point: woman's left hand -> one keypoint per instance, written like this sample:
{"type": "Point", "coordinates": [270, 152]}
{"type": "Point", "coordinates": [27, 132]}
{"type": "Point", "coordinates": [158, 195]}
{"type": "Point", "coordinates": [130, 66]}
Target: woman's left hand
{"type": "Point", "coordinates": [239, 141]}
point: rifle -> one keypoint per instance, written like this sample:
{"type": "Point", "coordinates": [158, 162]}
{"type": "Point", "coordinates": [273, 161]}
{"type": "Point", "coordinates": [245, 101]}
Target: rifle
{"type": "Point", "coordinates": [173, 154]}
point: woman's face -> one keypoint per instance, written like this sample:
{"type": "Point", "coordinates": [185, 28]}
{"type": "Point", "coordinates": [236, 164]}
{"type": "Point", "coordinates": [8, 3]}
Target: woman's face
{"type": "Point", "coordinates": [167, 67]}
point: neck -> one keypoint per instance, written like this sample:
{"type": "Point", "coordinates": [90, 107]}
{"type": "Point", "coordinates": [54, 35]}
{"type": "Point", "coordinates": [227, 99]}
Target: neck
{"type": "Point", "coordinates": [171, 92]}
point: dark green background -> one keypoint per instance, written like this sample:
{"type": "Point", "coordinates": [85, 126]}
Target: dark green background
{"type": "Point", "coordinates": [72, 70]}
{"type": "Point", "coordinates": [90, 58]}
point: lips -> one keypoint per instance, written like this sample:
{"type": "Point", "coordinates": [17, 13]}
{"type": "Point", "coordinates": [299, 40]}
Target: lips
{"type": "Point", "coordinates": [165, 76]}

Written exercise
Retype every row above verbatim, keeping each line intact and in its original order.

Answer
point: woman's left hand -> one keypoint per instance, written like this sample:
{"type": "Point", "coordinates": [270, 152]}
{"type": "Point", "coordinates": [27, 132]}
{"type": "Point", "coordinates": [158, 195]}
{"type": "Point", "coordinates": [130, 66]}
Target: woman's left hand
{"type": "Point", "coordinates": [239, 141]}
point: rifle -> one keypoint per instance, written like this sample:
{"type": "Point", "coordinates": [158, 162]}
{"type": "Point", "coordinates": [273, 161]}
{"type": "Point", "coordinates": [245, 101]}
Target: rifle
{"type": "Point", "coordinates": [173, 154]}
point: woman's face -> one keypoint per instance, written like this sample:
{"type": "Point", "coordinates": [185, 28]}
{"type": "Point", "coordinates": [236, 164]}
{"type": "Point", "coordinates": [8, 3]}
Target: woman's face
{"type": "Point", "coordinates": [167, 67]}
point: neck -> one keypoint per instance, written like this sample:
{"type": "Point", "coordinates": [90, 107]}
{"type": "Point", "coordinates": [54, 35]}
{"type": "Point", "coordinates": [227, 99]}
Target: neck
{"type": "Point", "coordinates": [171, 92]}
point: dark green background -> one keypoint per instance, written like this sample:
{"type": "Point", "coordinates": [85, 126]}
Target: dark green background
{"type": "Point", "coordinates": [72, 70]}
{"type": "Point", "coordinates": [90, 58]}
point: lips -> one keypoint per instance, written like this sample:
{"type": "Point", "coordinates": [17, 13]}
{"type": "Point", "coordinates": [299, 40]}
Target: lips
{"type": "Point", "coordinates": [165, 76]}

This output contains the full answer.